Task to complete → What the task requires is each entry, restated exactly.

Supplied records →
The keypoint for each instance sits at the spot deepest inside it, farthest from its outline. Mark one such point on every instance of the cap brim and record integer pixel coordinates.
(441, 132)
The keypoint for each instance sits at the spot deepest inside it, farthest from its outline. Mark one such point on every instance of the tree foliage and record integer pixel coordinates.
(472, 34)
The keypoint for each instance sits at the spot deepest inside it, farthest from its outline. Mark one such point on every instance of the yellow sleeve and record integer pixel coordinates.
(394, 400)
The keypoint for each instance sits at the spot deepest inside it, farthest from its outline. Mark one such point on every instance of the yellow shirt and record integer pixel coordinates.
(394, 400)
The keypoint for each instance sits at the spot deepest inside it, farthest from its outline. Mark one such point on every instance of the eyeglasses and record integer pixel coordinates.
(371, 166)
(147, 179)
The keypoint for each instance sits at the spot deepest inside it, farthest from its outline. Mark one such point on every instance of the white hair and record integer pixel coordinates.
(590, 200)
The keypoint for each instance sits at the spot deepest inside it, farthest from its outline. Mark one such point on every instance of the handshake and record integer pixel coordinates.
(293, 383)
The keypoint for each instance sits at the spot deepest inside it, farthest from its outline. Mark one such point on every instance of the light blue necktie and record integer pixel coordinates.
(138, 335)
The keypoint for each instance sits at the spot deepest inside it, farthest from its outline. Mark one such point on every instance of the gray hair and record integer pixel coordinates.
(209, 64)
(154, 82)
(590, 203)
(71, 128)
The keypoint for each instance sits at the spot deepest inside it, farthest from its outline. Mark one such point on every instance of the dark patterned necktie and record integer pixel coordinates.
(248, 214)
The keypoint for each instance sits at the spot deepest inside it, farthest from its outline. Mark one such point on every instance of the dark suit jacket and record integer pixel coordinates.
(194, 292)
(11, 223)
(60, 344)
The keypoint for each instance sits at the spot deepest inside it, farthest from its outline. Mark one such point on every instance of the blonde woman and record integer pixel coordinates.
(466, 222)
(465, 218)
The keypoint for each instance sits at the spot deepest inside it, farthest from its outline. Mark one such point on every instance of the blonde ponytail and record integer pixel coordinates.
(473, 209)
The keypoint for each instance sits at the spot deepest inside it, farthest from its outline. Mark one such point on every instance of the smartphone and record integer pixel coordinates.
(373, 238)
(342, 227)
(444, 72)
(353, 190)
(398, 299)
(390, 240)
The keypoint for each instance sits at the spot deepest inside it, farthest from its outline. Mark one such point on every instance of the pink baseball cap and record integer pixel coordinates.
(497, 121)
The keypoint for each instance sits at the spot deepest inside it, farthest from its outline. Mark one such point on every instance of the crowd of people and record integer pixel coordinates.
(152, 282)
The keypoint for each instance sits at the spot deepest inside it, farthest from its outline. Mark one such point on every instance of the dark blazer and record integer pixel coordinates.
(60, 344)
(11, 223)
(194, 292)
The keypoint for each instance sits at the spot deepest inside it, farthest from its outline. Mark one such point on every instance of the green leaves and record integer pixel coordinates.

Solution for this problem →
The keypoint for each instance sits at the spot deepest inside it, farthest from its outline. Mark one such point on every instance of the cap brim and record integer pixel coordinates.
(441, 132)
The keypoint for each instance sits at the spot deepest inside it, farthest from its outline. Mark one such point on every instance of the tree foliage and record integer pixel coordinates.
(472, 34)
The keypoint for each instance sits at the spot deepest inside it, farthest from its outline. Mark one such point on every instance of the yellow sleeve and record integer pixel coordinates.
(394, 400)
The keypoint for each instance sits at the spot deepest inside it, farthest from its outline. Mark one such point on every instance of the yellow shirt and record integer pixel coordinates.
(394, 400)
The keypoint for each instance sits at the spot deepest inside it, farthest from its outline. Mark one such point on every instance of the eyeglasses and record integer pixel coordinates.
(371, 166)
(147, 179)
The keypoint for each instance sits at the spot deepest inside it, farthest from its outline. Mark one such point on every instance of the white hair and record integer pixel coordinates.
(590, 200)
The keypoint for each instance sits at the spot deepest inside it, farthest from its outline. Mark one such point on every instance of the handshake and record integer pixel coordinates.
(293, 383)
The keypoint for each instance sits at the spot deepest inside it, farthest from its outline. Mark one such point on every instance of the light blue necktie and record integer pixel coordinates.
(138, 335)
The keypoint for each instance sits at the spot deepest inside it, farthest from its outline. Mark one such point on every instance of the gray hair and record integer pixel coordinates.
(209, 64)
(154, 82)
(590, 203)
(71, 128)
The keypoint for each instance sits at the spot deepest inside it, farthest from its outline. Mark one such point on every instance of the dark patterned necktie and record integer pixel coordinates.
(248, 214)
The keypoint for each instance sits at the spot deepest inside it, farthest from its outline. Mark one such point on every instance of the dark suit jacket and record integer pixel coordinates.
(194, 292)
(11, 223)
(60, 344)
The keypoint for each instance sits at the spot deepest inside it, farthest from its outline. Mark one such point on every instance of the blonde woman and record integer pixel coordinates.
(466, 222)
(465, 218)
The keypoint for each instance sits at the spot deepest inside it, farthest from its outline. Mark one such point on every instance of the blonde ponytail and record integer pixel coordinates.
(473, 209)
The keypoint for each instance sits at the spot deepest inside it, farthest from its outline. Mark one such point on every instance of the smartphone and record integer pixel coordinates.
(373, 238)
(342, 227)
(444, 72)
(353, 190)
(398, 299)
(390, 240)
The keypoint for each instance sits at the spot deepest inside it, farthest from its outline. Mark one such point on every instance of the pink baseball cap and record integer pixel coordinates.
(497, 121)
The keypoint for each instance sits at the spot deepest inside it, farthest from its outline. Mark one such point on every instance of the crowd of people and record integer pixel coordinates.
(152, 282)
The keypoint for each instance sits at the spot deepest inside it, farthest from its outline. Mark one such point on every instance of the dark blazer and record integer pixel coordinates.
(60, 344)
(11, 223)
(194, 292)
The keypoint for each instance sits at the spot deepest inside it, farthest from its outline. Mark one such point on every instance of the green leaves and record integer pixel coordinates.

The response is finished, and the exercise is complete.